## Provided text
□ □ □ □ □ □ □

One of the main events of the weekend was a fancy, foraged dinner which you could buy tickets to Saturday evening (I did not). Following the dinner was music which really tied the whole festival together.
The Dirt Turtles played a rocking two sets that had the energy to carry late into the night if it weren’t for the 10PM hard stop on amplified noise. Have to be courteous to the neighbors. Sam Warren, a mushroomer from Western New York and founder of Food Forest Fungi, is also the elecric guitarist in this Americana, bluegrass, blues, and all around rocking band.
I went to bed after the music but some folks stayed up to hang around the couple campfires that burned on into the night.
Sunday
I had parking from 9am to 12 that morning. Right around the onset of the shift, Samantha (the cohost/organizer and defacto volunteer coordinator) basically told me I didn’t need to worry about my shift that day. Most of the day passes were sold for Saturday so there wouldn’t be too many comings and goings that morning. At least not enough to warrant a volunteer dedicated to the parking.
I used the open morning to hit the therapeutic movement class led by Lisa Loiseau, packed up my tent, and then geared up for the foray.
The foray departed the campground around 12:30 and we headed northeast toward State Game Lands 242 (romantic, I know). Even more charming were the echos of gunshots from the range right next to the property… we were definitely keen to not stray too far to the left when looking for mushrooms.

□ □ □ □ □ □ □

## Information provided
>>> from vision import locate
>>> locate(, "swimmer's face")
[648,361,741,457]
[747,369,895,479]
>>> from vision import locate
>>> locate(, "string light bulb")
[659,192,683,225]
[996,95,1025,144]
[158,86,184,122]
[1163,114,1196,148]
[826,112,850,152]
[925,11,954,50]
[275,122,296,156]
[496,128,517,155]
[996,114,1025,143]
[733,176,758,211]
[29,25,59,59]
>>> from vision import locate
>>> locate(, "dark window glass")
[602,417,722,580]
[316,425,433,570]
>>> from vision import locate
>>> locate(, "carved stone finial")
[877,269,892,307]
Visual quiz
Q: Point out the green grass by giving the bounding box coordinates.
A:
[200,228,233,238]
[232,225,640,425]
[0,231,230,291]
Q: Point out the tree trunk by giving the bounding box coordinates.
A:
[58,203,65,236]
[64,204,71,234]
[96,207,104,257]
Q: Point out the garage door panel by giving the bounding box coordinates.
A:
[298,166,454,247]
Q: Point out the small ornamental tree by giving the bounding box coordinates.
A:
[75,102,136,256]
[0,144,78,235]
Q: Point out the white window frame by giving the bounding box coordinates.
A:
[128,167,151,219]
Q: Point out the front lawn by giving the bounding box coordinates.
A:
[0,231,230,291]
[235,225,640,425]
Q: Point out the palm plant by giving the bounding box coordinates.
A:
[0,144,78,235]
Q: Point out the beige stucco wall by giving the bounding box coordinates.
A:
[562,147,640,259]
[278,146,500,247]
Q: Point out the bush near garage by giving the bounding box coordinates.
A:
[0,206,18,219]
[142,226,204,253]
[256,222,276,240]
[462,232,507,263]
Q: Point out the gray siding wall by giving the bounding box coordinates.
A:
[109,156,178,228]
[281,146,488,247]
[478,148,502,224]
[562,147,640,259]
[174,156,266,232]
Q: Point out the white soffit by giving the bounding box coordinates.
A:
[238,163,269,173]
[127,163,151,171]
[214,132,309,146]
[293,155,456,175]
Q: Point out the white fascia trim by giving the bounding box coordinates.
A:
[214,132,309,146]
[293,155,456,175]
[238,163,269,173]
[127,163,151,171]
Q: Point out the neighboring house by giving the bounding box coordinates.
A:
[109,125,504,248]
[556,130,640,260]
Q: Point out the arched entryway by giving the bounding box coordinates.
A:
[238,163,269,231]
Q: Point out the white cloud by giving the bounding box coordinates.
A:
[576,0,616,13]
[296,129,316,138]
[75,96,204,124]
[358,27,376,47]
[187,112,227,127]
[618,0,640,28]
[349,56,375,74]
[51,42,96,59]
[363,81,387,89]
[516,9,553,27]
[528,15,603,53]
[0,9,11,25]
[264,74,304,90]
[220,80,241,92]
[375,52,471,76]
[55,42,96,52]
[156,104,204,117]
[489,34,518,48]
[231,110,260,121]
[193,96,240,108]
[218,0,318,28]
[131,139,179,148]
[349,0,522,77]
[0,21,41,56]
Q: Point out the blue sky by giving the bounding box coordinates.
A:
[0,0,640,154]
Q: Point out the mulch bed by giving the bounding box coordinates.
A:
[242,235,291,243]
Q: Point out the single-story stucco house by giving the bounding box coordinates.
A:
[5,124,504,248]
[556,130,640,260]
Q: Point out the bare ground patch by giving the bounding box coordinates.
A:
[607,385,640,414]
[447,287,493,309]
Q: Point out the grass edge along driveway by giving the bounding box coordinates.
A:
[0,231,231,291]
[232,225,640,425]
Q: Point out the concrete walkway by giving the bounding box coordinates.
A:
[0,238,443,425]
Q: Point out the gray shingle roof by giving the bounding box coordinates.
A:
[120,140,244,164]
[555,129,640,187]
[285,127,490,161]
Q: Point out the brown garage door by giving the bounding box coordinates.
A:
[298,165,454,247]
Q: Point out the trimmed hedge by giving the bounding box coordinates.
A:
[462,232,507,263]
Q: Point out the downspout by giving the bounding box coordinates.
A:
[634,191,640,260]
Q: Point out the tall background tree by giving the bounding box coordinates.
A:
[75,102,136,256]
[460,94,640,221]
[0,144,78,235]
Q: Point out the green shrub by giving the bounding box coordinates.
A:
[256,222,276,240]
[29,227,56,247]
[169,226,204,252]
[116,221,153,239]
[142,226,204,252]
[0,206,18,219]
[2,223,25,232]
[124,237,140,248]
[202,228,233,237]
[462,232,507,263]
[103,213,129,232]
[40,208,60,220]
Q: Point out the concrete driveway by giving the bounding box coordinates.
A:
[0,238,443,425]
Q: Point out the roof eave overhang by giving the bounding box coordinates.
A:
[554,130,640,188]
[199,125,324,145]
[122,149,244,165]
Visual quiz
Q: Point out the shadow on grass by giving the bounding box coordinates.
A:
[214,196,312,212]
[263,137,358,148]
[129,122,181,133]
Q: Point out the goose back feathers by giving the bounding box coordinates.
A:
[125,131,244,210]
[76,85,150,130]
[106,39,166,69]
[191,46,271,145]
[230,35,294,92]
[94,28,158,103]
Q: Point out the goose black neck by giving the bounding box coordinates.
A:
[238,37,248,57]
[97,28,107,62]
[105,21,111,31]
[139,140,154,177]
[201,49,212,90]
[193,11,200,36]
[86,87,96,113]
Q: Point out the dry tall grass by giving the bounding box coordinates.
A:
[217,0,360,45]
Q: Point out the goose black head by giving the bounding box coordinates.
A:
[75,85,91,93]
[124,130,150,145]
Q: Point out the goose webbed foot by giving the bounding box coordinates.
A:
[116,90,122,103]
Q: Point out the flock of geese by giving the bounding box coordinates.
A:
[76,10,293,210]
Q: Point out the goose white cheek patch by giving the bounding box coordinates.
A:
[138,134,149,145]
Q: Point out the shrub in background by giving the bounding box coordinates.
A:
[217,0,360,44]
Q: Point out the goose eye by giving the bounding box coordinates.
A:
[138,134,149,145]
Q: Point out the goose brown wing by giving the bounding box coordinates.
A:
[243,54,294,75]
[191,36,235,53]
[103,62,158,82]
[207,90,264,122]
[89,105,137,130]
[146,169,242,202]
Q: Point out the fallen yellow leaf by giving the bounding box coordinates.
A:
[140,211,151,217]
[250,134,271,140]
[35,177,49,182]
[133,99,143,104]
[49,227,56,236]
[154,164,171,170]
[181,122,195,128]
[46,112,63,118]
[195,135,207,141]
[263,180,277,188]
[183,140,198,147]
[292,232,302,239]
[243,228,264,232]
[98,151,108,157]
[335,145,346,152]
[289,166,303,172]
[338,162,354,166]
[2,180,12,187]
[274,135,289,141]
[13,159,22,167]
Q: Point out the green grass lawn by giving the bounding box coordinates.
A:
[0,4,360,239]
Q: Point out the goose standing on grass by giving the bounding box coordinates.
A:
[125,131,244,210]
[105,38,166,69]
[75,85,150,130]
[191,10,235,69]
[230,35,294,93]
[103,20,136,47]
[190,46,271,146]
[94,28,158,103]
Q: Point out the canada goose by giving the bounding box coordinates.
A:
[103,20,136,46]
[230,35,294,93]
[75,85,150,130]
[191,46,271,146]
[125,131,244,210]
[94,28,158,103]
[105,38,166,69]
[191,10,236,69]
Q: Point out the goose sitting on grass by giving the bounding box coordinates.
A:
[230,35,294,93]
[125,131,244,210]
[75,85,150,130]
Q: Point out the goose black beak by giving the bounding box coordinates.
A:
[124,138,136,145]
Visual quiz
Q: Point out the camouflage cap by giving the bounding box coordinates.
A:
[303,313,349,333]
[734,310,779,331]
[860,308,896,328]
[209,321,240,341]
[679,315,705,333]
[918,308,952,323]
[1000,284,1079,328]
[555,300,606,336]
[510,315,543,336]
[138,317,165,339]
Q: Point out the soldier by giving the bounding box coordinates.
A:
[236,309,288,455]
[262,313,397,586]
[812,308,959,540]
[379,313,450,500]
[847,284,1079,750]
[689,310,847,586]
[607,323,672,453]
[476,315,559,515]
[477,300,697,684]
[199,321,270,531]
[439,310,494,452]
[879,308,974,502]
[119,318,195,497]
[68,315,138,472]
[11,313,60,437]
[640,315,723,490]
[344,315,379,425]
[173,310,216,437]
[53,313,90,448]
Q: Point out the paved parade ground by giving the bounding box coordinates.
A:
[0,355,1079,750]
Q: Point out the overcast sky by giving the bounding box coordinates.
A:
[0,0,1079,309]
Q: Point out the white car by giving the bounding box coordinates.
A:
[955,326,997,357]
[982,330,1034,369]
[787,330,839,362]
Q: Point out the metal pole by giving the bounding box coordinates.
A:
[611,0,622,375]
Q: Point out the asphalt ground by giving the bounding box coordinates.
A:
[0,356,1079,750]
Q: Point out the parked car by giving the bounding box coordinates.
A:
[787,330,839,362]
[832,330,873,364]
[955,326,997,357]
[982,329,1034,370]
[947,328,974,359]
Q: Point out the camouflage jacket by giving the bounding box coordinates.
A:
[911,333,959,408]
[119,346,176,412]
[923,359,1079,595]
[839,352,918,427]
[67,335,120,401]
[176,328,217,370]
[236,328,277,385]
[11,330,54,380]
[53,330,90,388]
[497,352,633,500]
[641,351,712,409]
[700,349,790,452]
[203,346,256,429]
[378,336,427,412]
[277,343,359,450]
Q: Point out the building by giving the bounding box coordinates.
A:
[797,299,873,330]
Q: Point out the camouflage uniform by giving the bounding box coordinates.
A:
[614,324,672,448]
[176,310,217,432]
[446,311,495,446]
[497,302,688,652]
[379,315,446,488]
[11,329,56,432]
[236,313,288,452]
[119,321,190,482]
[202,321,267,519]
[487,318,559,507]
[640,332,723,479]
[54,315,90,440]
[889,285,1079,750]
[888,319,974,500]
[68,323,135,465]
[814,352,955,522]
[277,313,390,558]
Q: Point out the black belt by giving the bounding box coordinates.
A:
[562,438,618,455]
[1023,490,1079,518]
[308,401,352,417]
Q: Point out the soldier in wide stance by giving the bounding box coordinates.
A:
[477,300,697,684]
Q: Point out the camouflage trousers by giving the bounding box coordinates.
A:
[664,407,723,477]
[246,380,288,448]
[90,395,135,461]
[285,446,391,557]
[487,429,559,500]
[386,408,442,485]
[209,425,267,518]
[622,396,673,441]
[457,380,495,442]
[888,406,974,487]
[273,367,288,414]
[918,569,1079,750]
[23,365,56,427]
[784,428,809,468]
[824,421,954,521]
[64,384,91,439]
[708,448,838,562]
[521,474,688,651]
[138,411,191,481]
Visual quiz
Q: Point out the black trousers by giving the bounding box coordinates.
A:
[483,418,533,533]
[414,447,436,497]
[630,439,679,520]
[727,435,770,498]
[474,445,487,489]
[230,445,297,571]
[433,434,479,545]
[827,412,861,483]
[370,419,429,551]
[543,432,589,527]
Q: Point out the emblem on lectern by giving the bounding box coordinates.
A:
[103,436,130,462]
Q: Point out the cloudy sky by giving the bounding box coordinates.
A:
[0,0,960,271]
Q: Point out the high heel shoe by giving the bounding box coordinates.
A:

□ □ □ □ □ □ □

## Instructions to follow
Rewrite the paragraph of the festival account that begins "I had parking from 9am to 12" as a short bulleted list that keeps its main facts.

## Solution below
- The writer was scheduled for parking duty from 9am to 12 that morning.
- Near the start of the shift, Samantha, the cohost, organizer and de facto volunteer coordinator, said there was no need to worry about it.
- Most day passes had been sold for Saturday, so little coming and going was expected.
- That traffic was not enough to need a volunteer dedicated to parking.